Task details – Every line in the data must be transcribed exactly.

Recorded information –
▬▬▬▬▬▬▬▬▬▬

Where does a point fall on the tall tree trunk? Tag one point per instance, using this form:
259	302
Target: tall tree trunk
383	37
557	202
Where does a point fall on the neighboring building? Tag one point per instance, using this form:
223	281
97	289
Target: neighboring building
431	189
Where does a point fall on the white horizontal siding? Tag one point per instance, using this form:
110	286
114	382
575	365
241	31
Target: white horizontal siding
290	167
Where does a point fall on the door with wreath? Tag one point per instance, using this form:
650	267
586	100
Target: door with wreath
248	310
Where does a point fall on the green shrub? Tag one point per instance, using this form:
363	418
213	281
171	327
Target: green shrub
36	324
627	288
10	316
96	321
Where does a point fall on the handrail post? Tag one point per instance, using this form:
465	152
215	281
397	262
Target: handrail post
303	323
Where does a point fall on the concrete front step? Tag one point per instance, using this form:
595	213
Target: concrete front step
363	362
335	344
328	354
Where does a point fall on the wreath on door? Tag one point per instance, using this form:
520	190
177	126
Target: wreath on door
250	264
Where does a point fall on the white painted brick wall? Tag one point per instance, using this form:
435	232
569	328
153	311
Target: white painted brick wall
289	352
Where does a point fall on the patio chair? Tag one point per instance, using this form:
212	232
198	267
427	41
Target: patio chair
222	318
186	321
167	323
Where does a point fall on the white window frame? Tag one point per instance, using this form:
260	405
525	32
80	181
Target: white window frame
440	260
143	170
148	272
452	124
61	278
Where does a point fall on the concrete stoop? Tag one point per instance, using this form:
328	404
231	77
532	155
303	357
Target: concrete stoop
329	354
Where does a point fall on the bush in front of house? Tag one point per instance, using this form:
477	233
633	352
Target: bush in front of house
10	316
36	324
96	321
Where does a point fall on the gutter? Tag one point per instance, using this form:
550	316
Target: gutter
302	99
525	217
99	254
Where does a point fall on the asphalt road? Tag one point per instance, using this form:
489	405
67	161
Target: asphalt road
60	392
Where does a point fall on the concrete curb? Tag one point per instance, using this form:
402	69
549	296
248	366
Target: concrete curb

▬▬▬▬▬▬▬▬▬▬

Written reply –
Where does a point fall on the tall tree trunk? Tag one point per instance, using this form:
259	302
Target: tall tree trunk
383	37
557	202
Where does a point fall on the neighboring building? Tag one point per instance, using this form:
223	281
97	289
Target: neighboring building
431	189
Where does a point fall on the white horizontal siding? Tag one point per instance, using this form:
110	286
114	382
575	365
241	31
Target: white horizontal siding
290	167
Where does a point fall on the door with wreath? Tag one point per instance, using this form:
650	267
586	100
Target: door with wreath
248	310
Where does a point fall on the green shrub? Tag one point per instance, using this form:
363	418
213	281
171	327
Target: green shrub
36	324
627	288
10	316
96	321
Where does a point fall on the handrail post? Tag one point per instance, using this form:
465	152
215	281
397	262
Target: handrail post
303	323
Where does a point fall on the concrete front step? Tag one point per instance, using this form:
595	213
Target: concrete front step
363	362
335	344
328	354
Where does a point fall on the wreath on door? Tag one point per instance, using this form:
520	190
177	126
Target: wreath on door
250	264
Where does a point fall on the white painted brick wall? Tag one point per instance, using this form:
435	232
569	328
153	311
Target: white painted brick wall
289	352
Where does a point fall on the patio chair? Tag one point per instance, using this form:
212	232
198	267
427	41
Target: patio chair
222	318
186	321
167	323
Where does a point fall on the white window frame? Tag one point per instance, using this form:
260	405
525	32
80	181
Target: white window frame
440	260
143	170
148	272
452	124
61	278
Where does a point fall on the concrete stoop? Tag one point per instance, using this form:
328	404
231	77
532	155
303	357
Target: concrete stoop
329	354
Where does a point fall on the bush in front of house? Tag one point per instance, using this form:
477	233
633	352
Target: bush in front of house
10	316
36	324
96	321
Where does a point fall on the gutter? Tag one point per instance, using this form:
550	316
Target: gutter
302	99
525	217
99	254
Where does a point fall on the asphalt road? Tag one point per instance, using this form:
489	405
67	161
Target: asphalt road
60	392
Where does a point fall on the concrete curb? Tag one point per instance, using this form:
402	69
549	296
248	366
Target: concrete curb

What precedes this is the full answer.